[PROMPT]:
Exact copy, pictures excluded: output the lines from the opening of the entries through the line bearing "Where can the concrete".

*** GIVEN INFORMATION Section Begins ***

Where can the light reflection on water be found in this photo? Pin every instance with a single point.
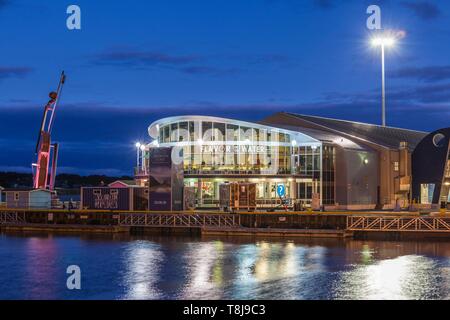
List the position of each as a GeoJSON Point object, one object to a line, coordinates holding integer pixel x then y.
{"type": "Point", "coordinates": [190, 268]}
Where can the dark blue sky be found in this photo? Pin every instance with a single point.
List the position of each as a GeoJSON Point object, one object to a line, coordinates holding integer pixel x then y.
{"type": "Point", "coordinates": [136, 61]}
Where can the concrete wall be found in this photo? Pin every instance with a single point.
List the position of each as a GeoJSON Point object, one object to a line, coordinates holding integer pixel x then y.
{"type": "Point", "coordinates": [356, 178]}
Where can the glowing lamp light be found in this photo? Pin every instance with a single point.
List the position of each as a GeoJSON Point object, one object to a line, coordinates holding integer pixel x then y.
{"type": "Point", "coordinates": [383, 41]}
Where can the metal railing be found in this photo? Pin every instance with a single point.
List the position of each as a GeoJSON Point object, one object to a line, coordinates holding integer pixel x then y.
{"type": "Point", "coordinates": [398, 224]}
{"type": "Point", "coordinates": [178, 220]}
{"type": "Point", "coordinates": [12, 217]}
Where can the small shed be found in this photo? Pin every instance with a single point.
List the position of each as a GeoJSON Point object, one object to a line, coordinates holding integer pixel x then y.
{"type": "Point", "coordinates": [28, 198]}
{"type": "Point", "coordinates": [122, 195]}
{"type": "Point", "coordinates": [123, 184]}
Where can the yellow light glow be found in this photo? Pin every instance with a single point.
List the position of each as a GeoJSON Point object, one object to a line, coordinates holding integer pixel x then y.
{"type": "Point", "coordinates": [383, 41]}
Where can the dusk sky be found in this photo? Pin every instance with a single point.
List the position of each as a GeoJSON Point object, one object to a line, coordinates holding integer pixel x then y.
{"type": "Point", "coordinates": [137, 61]}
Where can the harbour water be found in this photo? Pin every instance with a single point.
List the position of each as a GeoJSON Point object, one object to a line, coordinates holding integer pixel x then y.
{"type": "Point", "coordinates": [125, 267]}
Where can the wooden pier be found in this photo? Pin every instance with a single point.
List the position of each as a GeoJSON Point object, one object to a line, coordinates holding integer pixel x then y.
{"type": "Point", "coordinates": [276, 224]}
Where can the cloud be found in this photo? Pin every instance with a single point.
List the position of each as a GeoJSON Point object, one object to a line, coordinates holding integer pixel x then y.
{"type": "Point", "coordinates": [214, 65]}
{"type": "Point", "coordinates": [10, 72]}
{"type": "Point", "coordinates": [210, 70]}
{"type": "Point", "coordinates": [324, 4]}
{"type": "Point", "coordinates": [423, 9]}
{"type": "Point", "coordinates": [142, 58]}
{"type": "Point", "coordinates": [4, 3]}
{"type": "Point", "coordinates": [426, 74]}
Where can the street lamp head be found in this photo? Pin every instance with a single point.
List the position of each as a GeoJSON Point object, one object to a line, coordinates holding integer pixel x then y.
{"type": "Point", "coordinates": [383, 41]}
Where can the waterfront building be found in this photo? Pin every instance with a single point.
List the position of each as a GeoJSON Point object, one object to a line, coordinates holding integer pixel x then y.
{"type": "Point", "coordinates": [431, 169]}
{"type": "Point", "coordinates": [319, 161]}
{"type": "Point", "coordinates": [27, 198]}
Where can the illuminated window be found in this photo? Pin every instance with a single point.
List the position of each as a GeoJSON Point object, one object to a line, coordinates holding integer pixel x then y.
{"type": "Point", "coordinates": [396, 166]}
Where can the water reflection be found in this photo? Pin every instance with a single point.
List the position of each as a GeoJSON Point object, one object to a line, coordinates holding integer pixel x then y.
{"type": "Point", "coordinates": [204, 269]}
{"type": "Point", "coordinates": [142, 261]}
{"type": "Point", "coordinates": [41, 260]}
{"type": "Point", "coordinates": [192, 268]}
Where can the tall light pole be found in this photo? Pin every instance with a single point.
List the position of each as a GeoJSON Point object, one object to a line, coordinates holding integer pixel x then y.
{"type": "Point", "coordinates": [138, 148]}
{"type": "Point", "coordinates": [383, 42]}
{"type": "Point", "coordinates": [143, 168]}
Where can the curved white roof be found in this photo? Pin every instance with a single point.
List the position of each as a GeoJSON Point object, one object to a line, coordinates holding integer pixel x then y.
{"type": "Point", "coordinates": [154, 127]}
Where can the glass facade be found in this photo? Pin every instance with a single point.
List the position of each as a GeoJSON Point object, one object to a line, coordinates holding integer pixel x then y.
{"type": "Point", "coordinates": [219, 150]}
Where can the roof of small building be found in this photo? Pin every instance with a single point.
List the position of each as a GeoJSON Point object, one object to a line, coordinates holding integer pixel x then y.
{"type": "Point", "coordinates": [389, 137]}
{"type": "Point", "coordinates": [127, 183]}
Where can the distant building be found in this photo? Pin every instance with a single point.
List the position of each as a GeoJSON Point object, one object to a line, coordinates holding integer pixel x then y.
{"type": "Point", "coordinates": [120, 195]}
{"type": "Point", "coordinates": [1, 194]}
{"type": "Point", "coordinates": [431, 169]}
{"type": "Point", "coordinates": [28, 198]}
{"type": "Point", "coordinates": [336, 163]}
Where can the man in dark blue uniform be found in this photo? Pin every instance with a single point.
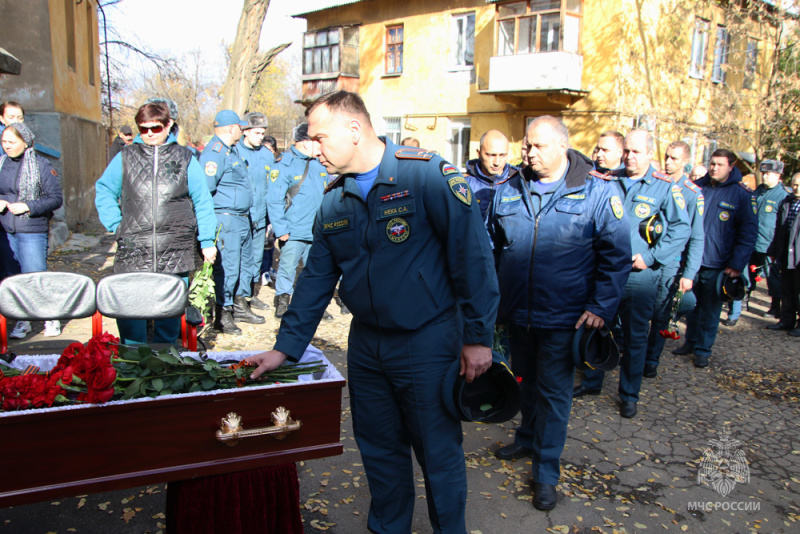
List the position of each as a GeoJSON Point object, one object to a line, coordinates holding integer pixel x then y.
{"type": "Point", "coordinates": [226, 173]}
{"type": "Point", "coordinates": [490, 168]}
{"type": "Point", "coordinates": [684, 267]}
{"type": "Point", "coordinates": [647, 193]}
{"type": "Point", "coordinates": [401, 228]}
{"type": "Point", "coordinates": [554, 213]}
{"type": "Point", "coordinates": [608, 152]}
{"type": "Point", "coordinates": [769, 196]}
{"type": "Point", "coordinates": [259, 162]}
{"type": "Point", "coordinates": [731, 227]}
{"type": "Point", "coordinates": [295, 194]}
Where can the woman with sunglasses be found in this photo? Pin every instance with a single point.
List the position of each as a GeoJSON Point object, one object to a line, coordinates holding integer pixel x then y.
{"type": "Point", "coordinates": [29, 194]}
{"type": "Point", "coordinates": [154, 197]}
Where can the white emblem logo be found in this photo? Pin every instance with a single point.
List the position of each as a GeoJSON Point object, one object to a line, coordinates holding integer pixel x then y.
{"type": "Point", "coordinates": [724, 464]}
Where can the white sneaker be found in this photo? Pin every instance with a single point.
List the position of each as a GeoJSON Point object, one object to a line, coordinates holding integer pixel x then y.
{"type": "Point", "coordinates": [21, 329]}
{"type": "Point", "coordinates": [52, 328]}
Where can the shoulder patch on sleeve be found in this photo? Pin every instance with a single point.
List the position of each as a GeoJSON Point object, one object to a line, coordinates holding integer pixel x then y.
{"type": "Point", "coordinates": [460, 188]}
{"type": "Point", "coordinates": [690, 184]}
{"type": "Point", "coordinates": [662, 176]}
{"type": "Point", "coordinates": [447, 169]}
{"type": "Point", "coordinates": [413, 153]}
{"type": "Point", "coordinates": [598, 174]}
{"type": "Point", "coordinates": [334, 183]}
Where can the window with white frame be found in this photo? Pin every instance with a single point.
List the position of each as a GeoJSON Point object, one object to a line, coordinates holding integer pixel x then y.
{"type": "Point", "coordinates": [458, 142]}
{"type": "Point", "coordinates": [699, 48]}
{"type": "Point", "coordinates": [462, 40]}
{"type": "Point", "coordinates": [750, 63]}
{"type": "Point", "coordinates": [538, 26]}
{"type": "Point", "coordinates": [392, 129]}
{"type": "Point", "coordinates": [721, 48]}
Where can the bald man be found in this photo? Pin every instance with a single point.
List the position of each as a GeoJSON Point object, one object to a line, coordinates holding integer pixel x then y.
{"type": "Point", "coordinates": [490, 168]}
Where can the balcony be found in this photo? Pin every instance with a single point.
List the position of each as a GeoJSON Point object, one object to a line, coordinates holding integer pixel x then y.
{"type": "Point", "coordinates": [554, 75]}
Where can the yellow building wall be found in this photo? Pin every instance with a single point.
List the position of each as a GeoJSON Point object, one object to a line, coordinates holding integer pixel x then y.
{"type": "Point", "coordinates": [636, 58]}
{"type": "Point", "coordinates": [73, 92]}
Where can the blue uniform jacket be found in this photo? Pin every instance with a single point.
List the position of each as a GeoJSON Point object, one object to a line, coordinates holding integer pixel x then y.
{"type": "Point", "coordinates": [655, 193]}
{"type": "Point", "coordinates": [572, 256]}
{"type": "Point", "coordinates": [767, 203]}
{"type": "Point", "coordinates": [483, 186]}
{"type": "Point", "coordinates": [409, 255]}
{"type": "Point", "coordinates": [226, 175]}
{"type": "Point", "coordinates": [108, 190]}
{"type": "Point", "coordinates": [298, 220]}
{"type": "Point", "coordinates": [730, 222]}
{"type": "Point", "coordinates": [695, 204]}
{"type": "Point", "coordinates": [259, 162]}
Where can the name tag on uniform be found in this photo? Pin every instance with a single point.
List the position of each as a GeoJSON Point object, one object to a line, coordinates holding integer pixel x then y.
{"type": "Point", "coordinates": [387, 212]}
{"type": "Point", "coordinates": [336, 226]}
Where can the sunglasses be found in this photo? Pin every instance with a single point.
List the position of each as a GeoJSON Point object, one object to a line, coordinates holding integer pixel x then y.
{"type": "Point", "coordinates": [158, 128]}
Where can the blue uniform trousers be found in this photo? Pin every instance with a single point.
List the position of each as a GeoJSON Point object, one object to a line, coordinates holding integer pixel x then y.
{"type": "Point", "coordinates": [703, 323]}
{"type": "Point", "coordinates": [662, 312]}
{"type": "Point", "coordinates": [291, 254]}
{"type": "Point", "coordinates": [134, 331]}
{"type": "Point", "coordinates": [230, 275]}
{"type": "Point", "coordinates": [635, 312]}
{"type": "Point", "coordinates": [256, 255]}
{"type": "Point", "coordinates": [543, 358]}
{"type": "Point", "coordinates": [395, 379]}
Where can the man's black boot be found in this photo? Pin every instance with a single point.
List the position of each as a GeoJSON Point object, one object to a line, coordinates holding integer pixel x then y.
{"type": "Point", "coordinates": [255, 302]}
{"type": "Point", "coordinates": [243, 313]}
{"type": "Point", "coordinates": [281, 304]}
{"type": "Point", "coordinates": [223, 321]}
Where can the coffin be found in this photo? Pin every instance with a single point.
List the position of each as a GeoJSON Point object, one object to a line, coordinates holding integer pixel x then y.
{"type": "Point", "coordinates": [67, 451]}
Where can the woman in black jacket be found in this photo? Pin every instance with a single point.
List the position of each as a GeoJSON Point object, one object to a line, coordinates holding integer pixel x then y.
{"type": "Point", "coordinates": [29, 194]}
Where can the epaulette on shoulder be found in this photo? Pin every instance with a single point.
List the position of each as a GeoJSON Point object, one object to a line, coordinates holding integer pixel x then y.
{"type": "Point", "coordinates": [690, 184]}
{"type": "Point", "coordinates": [334, 184]}
{"type": "Point", "coordinates": [598, 174]}
{"type": "Point", "coordinates": [413, 153]}
{"type": "Point", "coordinates": [662, 176]}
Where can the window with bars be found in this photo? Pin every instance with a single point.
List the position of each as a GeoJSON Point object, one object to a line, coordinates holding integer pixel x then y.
{"type": "Point", "coordinates": [394, 49]}
{"type": "Point", "coordinates": [721, 49]}
{"type": "Point", "coordinates": [699, 48]}
{"type": "Point", "coordinates": [539, 26]}
{"type": "Point", "coordinates": [750, 64]}
{"type": "Point", "coordinates": [462, 40]}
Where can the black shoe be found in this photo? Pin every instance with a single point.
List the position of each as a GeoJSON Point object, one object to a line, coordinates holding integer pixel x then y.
{"type": "Point", "coordinates": [243, 313]}
{"type": "Point", "coordinates": [582, 391]}
{"type": "Point", "coordinates": [683, 350]}
{"type": "Point", "coordinates": [544, 496]}
{"type": "Point", "coordinates": [281, 304]}
{"type": "Point", "coordinates": [627, 409]}
{"type": "Point", "coordinates": [223, 321]}
{"type": "Point", "coordinates": [781, 326]}
{"type": "Point", "coordinates": [512, 452]}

*** GIVEN INFORMATION Section Ends ***

[THE ANSWER]:
Where can the light reflection on water be found in this photo? Pin every instance with a single point.
List the position of each as a GeoJSON Point object, one object to a line, coordinates holding integer pixel x then y.
{"type": "Point", "coordinates": [190, 268]}
Where can the dark blue sky be found in this photo? Pin every instance with a single point.
List the position of each as a GeoJSON Point object, one object to a line, coordinates holding integer pixel x then y.
{"type": "Point", "coordinates": [136, 61]}
Where can the concrete wall be found in this photo? Pin every instance with a single point.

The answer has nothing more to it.